----- The records -----
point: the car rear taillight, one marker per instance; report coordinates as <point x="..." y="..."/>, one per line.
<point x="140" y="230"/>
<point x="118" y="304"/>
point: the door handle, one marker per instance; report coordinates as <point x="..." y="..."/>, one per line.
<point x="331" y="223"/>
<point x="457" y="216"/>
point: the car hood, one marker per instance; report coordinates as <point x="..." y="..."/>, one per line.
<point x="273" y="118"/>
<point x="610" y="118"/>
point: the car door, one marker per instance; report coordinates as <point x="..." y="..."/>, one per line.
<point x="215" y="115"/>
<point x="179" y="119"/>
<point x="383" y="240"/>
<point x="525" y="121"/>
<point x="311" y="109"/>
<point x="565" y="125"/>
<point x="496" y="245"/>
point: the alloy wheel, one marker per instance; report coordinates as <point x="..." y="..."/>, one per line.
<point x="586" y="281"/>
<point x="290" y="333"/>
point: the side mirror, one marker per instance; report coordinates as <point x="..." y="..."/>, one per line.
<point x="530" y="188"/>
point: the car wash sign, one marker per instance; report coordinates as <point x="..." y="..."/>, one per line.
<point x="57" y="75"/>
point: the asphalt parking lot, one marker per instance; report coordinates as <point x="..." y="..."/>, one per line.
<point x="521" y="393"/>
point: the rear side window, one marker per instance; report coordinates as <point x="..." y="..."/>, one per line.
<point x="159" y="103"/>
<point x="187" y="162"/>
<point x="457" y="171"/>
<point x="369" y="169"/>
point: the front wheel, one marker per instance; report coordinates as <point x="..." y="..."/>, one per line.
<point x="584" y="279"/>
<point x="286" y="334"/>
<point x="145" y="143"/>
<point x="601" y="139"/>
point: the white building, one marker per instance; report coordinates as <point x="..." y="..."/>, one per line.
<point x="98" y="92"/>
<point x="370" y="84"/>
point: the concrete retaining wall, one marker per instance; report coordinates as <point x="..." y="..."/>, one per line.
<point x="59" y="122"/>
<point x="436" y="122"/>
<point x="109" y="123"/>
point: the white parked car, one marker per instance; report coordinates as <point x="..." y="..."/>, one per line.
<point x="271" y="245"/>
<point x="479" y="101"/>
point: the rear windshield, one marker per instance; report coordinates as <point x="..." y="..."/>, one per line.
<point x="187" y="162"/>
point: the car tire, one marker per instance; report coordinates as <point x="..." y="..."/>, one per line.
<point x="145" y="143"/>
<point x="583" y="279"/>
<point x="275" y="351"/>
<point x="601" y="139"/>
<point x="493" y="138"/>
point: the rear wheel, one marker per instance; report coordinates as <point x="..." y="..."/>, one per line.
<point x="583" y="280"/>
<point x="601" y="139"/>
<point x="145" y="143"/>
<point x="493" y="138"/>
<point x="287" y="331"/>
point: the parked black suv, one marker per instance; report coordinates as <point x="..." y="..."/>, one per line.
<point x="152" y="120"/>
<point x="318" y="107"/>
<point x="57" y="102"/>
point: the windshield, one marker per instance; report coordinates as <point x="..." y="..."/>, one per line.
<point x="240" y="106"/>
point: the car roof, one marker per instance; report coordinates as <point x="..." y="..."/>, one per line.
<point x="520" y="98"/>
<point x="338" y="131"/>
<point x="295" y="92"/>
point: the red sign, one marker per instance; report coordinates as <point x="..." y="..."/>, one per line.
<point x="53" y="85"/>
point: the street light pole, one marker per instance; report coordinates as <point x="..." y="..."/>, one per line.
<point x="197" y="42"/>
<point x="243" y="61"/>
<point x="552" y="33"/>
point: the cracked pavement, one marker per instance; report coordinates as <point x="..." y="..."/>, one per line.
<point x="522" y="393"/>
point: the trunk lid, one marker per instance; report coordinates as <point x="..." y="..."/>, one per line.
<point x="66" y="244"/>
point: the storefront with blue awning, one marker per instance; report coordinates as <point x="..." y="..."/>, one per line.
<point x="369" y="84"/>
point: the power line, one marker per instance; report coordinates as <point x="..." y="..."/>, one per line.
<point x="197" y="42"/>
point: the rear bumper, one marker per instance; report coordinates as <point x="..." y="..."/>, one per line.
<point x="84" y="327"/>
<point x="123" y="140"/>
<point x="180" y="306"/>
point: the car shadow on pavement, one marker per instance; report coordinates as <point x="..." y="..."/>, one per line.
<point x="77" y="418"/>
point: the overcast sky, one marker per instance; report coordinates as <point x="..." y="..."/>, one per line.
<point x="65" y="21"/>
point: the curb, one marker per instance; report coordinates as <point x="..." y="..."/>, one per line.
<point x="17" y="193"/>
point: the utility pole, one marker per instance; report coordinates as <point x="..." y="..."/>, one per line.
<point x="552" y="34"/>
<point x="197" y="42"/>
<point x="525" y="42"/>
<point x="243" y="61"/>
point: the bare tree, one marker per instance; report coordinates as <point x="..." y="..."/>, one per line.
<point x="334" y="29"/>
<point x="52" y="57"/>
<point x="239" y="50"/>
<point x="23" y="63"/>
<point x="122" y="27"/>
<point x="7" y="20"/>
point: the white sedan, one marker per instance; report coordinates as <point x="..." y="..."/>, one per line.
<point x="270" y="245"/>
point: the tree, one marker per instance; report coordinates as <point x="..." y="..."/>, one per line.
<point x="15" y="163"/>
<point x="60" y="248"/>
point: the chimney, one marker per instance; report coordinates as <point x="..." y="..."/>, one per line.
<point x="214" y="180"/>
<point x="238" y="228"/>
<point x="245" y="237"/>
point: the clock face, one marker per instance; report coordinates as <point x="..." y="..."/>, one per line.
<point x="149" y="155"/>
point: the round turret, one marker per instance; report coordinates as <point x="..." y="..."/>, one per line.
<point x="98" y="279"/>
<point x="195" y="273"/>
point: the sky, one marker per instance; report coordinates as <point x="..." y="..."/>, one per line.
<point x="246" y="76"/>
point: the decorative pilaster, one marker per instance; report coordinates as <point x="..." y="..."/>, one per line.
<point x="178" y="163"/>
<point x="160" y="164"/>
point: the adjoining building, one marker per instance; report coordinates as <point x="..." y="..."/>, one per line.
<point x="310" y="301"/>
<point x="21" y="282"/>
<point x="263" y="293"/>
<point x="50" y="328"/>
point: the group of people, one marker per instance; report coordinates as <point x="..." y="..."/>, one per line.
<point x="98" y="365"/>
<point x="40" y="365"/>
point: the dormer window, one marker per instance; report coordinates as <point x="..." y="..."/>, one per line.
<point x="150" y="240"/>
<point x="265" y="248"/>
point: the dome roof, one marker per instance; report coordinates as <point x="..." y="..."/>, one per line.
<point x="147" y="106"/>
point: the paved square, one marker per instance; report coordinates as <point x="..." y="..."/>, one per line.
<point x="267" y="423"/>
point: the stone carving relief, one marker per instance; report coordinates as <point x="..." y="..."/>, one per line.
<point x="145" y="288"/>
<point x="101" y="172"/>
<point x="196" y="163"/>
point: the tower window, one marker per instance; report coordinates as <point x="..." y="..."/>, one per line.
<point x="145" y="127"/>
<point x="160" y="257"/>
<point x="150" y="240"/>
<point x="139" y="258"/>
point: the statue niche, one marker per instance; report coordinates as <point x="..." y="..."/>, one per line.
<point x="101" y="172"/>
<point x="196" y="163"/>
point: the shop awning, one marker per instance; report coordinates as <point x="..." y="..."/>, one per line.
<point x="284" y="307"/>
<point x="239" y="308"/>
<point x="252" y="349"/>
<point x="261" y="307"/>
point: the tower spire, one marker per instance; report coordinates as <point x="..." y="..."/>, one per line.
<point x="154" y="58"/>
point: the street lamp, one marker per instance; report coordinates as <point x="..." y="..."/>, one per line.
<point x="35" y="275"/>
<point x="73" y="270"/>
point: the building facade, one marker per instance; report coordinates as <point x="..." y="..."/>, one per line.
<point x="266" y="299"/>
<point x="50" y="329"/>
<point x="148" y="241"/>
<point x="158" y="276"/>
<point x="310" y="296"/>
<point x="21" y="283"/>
-----
----- The records -----
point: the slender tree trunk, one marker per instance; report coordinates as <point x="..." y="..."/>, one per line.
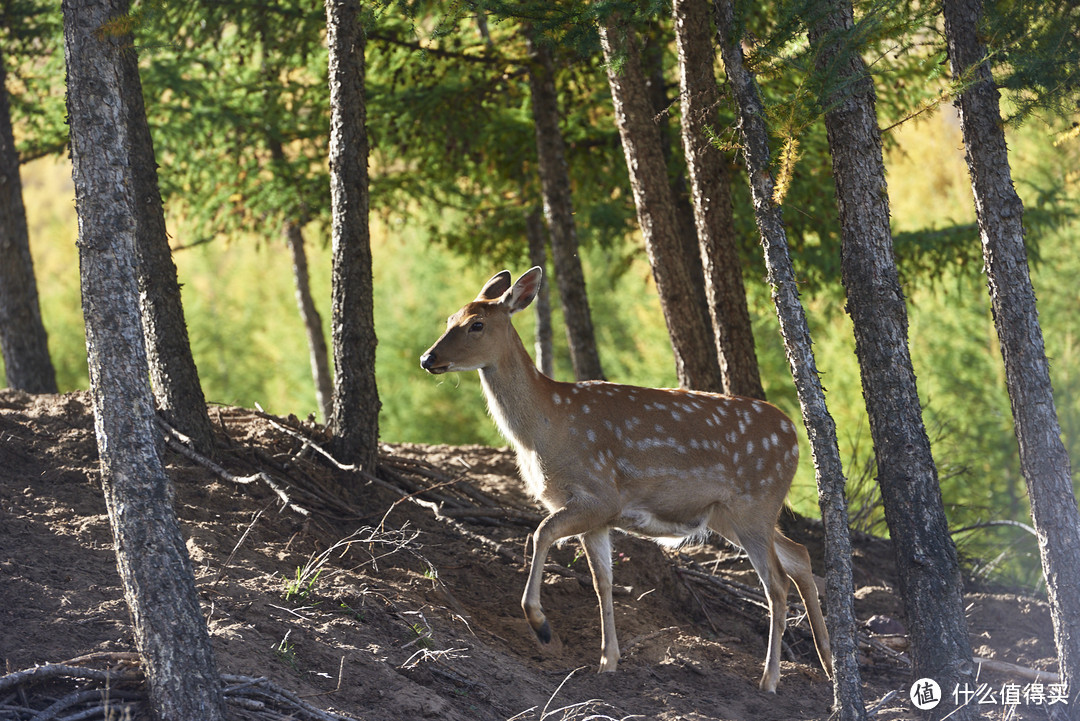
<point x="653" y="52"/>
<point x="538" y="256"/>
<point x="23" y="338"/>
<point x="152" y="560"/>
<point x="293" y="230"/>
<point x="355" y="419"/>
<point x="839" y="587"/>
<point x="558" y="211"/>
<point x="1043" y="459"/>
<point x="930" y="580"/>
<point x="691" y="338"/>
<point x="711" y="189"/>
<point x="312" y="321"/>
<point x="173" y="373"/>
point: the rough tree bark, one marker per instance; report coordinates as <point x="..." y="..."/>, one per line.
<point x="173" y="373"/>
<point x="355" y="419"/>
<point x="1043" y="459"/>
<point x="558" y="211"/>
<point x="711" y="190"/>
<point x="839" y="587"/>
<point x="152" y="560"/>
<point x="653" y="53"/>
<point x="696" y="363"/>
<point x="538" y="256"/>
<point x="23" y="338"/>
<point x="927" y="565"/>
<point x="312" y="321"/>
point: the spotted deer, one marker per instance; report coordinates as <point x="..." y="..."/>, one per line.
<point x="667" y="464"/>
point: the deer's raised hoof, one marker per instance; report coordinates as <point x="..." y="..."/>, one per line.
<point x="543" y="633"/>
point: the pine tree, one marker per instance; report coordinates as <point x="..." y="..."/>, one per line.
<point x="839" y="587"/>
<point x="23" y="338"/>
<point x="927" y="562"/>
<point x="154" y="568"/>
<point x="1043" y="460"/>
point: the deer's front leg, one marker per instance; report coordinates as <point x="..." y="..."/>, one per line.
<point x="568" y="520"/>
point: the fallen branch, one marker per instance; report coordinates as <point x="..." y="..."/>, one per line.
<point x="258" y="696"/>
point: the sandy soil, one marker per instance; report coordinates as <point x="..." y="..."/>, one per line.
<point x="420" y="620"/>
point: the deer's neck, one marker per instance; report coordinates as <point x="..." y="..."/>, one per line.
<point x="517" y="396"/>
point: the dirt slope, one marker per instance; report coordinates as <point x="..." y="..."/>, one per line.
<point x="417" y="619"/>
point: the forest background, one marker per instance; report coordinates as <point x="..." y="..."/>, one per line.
-----
----- The records -----
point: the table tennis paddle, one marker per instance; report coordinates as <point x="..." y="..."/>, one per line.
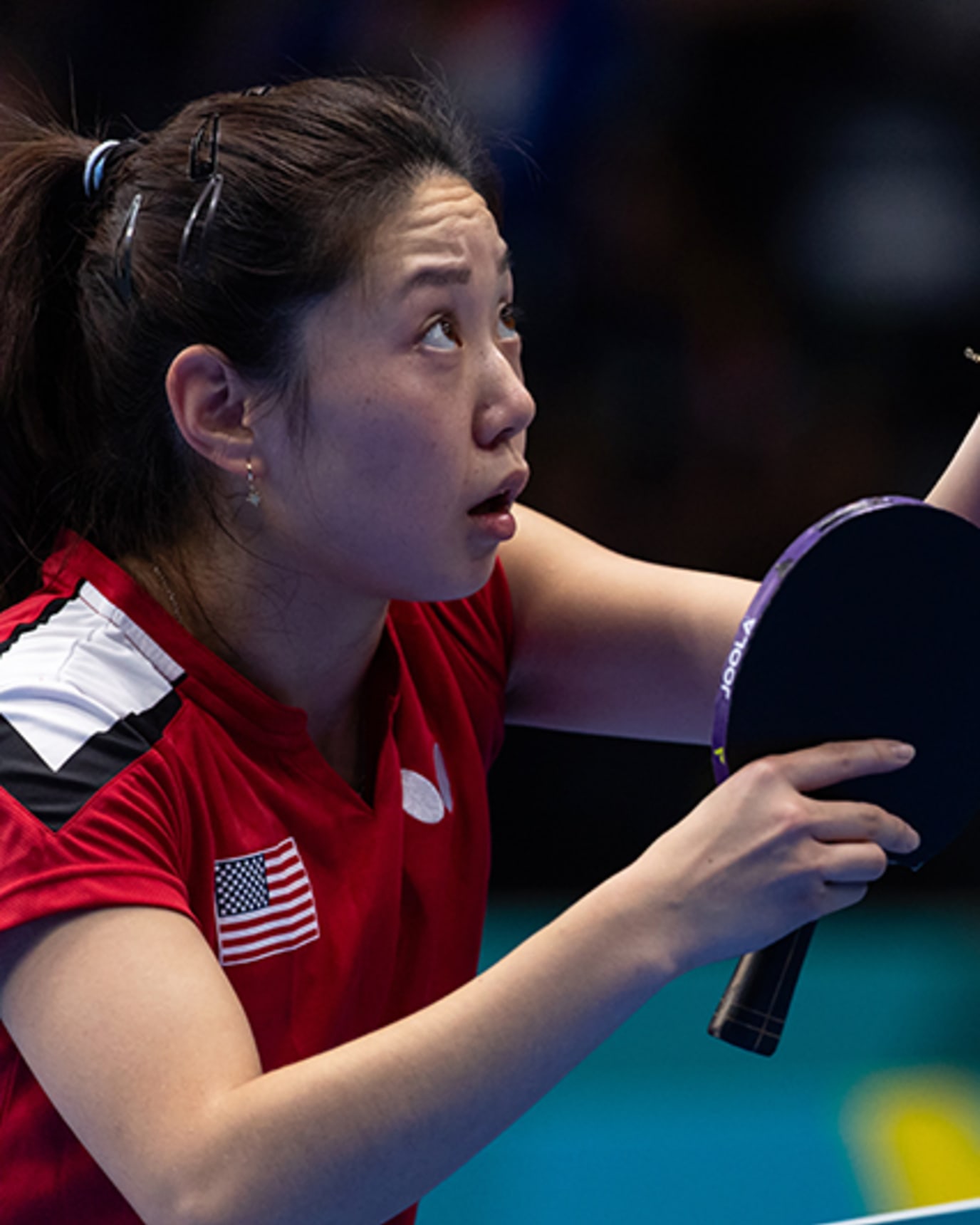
-----
* To be done *
Convert the entries from the line containing "point: the deer's front" through the line containing "point: the forest", ends included, into a Markdown table with the columns No. and Line, one row per line with its row number, skipping blank lines.

* Finished task *
| No. | Line |
|---|---|
| 1 | point: the deer's front leg, one marker per instance; report coordinates as <point x="..." y="..."/>, one per line. |
| 2 | <point x="568" y="520"/> |
| 3 | point: the fallen branch, one marker per instance; report coordinates as <point x="..." y="..."/>, one per line. |
| 4 | <point x="258" y="696"/> |
| 5 | point: the sandy soil, one marker per instance; report coordinates as <point x="..." y="..."/>, one per line. |
| 6 | <point x="420" y="620"/> |
| 7 | point: the deer's neck, one marker per instance; report coordinates as <point x="..." y="..."/>, one per line. |
| 8 | <point x="517" y="396"/> |
| 9 | point: the dirt slope, one marker per instance; report coordinates as <point x="..." y="..."/>, one per line. |
| 10 | <point x="417" y="619"/> |
| 11 | point: the forest background, one marker per instance; report coordinates as <point x="..." y="..."/>, one per line. |